§ Prompt: Extract each line of the records below that contains the word "hand".

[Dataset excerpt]
>>>

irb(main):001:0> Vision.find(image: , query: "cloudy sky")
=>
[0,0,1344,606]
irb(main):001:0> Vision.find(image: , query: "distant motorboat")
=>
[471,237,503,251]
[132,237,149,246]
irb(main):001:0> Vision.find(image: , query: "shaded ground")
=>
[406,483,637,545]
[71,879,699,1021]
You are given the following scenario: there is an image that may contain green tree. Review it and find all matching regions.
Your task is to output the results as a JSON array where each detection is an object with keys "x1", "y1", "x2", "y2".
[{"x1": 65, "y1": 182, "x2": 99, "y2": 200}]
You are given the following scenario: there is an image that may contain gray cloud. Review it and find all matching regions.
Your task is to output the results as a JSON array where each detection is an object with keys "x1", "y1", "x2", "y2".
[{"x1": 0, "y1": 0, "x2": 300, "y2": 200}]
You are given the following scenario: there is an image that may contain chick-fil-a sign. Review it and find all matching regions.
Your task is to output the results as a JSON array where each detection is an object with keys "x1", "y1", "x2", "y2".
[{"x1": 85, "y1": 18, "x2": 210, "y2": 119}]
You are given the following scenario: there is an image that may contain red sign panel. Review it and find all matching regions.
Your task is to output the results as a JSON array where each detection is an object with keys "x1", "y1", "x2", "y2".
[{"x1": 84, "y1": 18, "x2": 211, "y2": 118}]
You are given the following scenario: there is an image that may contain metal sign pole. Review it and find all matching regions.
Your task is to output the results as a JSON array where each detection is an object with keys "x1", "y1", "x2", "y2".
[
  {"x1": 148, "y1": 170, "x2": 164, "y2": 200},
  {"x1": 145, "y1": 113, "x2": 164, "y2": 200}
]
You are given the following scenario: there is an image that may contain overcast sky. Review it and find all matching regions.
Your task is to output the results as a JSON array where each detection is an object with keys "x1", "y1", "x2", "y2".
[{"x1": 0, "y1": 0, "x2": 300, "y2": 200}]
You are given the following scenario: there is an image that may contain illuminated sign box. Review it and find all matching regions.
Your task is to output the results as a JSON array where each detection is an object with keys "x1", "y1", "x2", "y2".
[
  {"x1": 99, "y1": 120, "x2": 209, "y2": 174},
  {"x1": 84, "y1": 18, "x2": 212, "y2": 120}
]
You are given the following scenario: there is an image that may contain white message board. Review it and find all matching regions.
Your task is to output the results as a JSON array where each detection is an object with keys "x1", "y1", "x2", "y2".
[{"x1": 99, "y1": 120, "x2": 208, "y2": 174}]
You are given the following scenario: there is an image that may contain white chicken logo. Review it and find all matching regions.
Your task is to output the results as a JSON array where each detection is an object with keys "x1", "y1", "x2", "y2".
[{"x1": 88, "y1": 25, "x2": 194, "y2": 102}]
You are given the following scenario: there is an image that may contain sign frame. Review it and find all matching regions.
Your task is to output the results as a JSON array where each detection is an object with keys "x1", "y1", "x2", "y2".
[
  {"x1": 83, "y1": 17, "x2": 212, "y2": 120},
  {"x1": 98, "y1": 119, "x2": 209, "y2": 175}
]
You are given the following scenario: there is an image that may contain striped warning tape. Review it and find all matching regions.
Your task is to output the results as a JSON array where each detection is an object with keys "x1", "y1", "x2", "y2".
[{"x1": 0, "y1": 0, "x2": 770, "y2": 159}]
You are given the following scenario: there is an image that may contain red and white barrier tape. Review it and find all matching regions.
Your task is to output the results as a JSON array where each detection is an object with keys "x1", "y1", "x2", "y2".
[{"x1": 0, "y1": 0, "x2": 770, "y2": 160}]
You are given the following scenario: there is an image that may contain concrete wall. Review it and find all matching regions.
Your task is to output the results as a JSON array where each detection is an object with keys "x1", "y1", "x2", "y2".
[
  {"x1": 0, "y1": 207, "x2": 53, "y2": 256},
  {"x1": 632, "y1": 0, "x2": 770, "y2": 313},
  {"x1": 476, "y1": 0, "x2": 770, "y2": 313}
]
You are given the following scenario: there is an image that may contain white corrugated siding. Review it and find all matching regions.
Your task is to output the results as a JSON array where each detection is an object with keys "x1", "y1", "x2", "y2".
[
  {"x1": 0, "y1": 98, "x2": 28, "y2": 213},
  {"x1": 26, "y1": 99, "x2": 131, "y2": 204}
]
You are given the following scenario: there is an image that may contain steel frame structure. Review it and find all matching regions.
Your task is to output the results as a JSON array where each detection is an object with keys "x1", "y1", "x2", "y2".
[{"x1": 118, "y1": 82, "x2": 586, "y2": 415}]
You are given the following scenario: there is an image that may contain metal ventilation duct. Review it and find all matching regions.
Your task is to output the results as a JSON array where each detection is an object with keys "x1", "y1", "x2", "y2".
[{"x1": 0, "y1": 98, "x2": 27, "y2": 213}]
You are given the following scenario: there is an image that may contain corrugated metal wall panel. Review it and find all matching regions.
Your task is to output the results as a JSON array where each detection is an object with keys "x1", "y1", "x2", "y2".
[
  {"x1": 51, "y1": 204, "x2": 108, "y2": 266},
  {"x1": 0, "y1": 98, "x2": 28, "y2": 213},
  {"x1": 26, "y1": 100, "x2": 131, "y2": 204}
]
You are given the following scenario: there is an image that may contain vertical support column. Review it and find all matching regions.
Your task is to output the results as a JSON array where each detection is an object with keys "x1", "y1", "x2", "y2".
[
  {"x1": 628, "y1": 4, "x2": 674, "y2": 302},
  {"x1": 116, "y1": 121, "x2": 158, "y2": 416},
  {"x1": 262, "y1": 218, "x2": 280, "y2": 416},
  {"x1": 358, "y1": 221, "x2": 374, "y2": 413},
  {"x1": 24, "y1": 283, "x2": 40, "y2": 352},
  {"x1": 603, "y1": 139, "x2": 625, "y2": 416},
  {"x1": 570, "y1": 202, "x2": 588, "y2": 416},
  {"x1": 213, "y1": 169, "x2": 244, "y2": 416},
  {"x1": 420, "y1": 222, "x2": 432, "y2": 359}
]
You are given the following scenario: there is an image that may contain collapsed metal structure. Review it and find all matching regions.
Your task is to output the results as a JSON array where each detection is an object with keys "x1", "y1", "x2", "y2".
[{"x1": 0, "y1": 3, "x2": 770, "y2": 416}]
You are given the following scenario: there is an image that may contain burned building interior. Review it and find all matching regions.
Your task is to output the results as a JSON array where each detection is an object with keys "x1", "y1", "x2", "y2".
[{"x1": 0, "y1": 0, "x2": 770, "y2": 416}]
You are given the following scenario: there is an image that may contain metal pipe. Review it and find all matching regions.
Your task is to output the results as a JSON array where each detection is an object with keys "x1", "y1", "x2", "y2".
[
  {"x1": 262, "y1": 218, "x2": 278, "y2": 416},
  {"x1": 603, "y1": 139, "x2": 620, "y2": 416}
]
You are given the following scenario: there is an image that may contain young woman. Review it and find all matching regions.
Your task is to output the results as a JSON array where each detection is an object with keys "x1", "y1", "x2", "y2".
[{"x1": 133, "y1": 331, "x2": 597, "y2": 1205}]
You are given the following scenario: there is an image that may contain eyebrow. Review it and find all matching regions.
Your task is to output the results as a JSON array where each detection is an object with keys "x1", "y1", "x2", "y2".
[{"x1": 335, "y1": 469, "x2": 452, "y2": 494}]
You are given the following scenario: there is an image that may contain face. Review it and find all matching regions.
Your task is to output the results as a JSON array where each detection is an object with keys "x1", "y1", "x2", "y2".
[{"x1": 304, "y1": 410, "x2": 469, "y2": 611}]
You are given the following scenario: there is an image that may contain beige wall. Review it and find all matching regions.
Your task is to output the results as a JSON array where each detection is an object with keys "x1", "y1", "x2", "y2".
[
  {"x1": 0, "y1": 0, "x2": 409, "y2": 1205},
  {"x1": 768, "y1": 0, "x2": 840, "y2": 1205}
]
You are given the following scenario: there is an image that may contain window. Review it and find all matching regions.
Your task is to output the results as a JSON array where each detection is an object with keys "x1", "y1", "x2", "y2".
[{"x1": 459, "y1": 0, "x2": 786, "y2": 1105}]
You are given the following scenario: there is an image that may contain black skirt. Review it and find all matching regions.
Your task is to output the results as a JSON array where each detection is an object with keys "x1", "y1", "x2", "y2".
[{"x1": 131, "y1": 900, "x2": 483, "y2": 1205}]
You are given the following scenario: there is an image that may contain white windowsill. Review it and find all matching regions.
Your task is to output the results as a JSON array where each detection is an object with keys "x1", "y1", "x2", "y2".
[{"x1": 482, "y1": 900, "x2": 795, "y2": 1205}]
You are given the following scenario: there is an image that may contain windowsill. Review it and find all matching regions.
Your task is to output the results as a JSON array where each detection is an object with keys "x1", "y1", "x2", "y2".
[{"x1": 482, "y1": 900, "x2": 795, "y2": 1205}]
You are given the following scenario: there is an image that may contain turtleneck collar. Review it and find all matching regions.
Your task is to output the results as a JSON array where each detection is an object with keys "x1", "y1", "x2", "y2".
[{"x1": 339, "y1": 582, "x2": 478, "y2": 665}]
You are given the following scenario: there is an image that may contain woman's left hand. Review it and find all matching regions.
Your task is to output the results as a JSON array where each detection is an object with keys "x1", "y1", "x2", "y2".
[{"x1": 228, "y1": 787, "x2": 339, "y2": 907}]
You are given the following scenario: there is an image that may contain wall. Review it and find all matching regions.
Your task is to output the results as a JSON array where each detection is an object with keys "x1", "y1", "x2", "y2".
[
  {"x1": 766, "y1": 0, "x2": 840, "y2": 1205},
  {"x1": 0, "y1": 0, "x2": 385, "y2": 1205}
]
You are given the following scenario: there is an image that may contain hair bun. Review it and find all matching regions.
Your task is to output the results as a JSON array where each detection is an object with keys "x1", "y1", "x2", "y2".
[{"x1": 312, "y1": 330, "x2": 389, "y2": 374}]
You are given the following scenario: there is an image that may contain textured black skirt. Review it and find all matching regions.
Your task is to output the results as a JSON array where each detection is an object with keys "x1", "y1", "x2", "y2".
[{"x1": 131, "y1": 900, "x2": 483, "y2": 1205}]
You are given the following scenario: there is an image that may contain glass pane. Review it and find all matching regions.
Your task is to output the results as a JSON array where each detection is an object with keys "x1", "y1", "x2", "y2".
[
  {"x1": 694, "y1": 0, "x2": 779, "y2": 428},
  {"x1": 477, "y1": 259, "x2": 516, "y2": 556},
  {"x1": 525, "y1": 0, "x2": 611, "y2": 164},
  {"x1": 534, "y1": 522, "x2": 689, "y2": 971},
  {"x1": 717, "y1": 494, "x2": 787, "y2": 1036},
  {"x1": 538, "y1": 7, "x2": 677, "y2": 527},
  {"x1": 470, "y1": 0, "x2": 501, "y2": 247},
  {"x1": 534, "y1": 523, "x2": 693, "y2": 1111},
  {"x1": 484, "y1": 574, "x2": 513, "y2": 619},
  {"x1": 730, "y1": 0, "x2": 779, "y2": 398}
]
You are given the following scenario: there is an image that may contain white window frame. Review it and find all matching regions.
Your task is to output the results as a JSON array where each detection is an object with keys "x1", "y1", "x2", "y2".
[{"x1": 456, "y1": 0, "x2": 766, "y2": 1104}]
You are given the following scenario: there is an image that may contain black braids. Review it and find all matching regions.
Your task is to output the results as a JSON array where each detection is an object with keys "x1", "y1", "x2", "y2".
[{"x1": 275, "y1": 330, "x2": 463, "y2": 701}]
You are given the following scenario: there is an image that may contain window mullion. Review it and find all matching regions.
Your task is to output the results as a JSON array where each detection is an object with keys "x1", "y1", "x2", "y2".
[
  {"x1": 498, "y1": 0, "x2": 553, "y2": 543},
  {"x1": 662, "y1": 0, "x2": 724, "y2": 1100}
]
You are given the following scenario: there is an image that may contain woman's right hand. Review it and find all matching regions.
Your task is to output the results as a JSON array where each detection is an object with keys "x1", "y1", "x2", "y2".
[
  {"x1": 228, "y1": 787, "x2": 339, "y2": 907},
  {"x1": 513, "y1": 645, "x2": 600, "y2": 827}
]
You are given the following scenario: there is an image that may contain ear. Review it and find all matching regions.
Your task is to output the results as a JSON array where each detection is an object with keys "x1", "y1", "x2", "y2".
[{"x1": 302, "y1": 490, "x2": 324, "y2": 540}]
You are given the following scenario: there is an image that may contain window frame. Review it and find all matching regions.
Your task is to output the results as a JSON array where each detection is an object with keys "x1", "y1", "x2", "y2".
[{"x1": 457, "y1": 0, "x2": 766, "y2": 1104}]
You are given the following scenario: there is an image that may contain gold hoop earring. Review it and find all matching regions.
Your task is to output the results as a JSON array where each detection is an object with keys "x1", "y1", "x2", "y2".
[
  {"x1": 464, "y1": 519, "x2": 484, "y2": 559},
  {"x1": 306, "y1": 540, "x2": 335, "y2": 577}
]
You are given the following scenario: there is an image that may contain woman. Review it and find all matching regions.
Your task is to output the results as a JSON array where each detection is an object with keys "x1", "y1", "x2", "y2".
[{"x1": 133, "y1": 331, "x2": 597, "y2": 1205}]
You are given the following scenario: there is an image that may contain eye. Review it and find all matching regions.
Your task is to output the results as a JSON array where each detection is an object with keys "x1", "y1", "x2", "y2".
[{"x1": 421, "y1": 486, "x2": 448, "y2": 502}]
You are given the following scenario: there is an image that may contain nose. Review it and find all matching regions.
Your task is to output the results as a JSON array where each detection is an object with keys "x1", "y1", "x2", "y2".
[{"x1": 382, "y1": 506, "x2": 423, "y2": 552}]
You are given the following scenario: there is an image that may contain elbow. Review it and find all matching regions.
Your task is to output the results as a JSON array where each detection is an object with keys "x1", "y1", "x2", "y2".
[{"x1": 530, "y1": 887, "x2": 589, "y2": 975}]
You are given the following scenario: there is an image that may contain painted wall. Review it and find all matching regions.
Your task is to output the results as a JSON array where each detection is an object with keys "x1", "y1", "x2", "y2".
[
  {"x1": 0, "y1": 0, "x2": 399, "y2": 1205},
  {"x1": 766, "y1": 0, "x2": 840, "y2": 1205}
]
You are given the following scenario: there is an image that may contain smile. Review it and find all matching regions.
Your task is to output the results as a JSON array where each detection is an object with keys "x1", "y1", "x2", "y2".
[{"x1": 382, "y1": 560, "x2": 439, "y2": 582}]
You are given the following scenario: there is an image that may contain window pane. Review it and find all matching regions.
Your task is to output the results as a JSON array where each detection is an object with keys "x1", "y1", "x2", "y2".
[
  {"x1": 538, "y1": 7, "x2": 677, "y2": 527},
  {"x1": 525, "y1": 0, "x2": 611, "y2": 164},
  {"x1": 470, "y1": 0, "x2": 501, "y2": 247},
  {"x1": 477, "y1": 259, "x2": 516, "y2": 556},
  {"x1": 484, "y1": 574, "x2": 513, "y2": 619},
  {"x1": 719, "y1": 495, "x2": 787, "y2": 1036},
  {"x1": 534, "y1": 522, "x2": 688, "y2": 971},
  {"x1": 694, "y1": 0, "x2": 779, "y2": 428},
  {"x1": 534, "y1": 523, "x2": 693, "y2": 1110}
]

<<<

§ Expected answer:
You are given the following scenario: there is an image that may contain woman's left hand. Review it and find all matching regions.
You are given the following scenario: there is an image that may contain woman's right hand. Review it and find all matching regions.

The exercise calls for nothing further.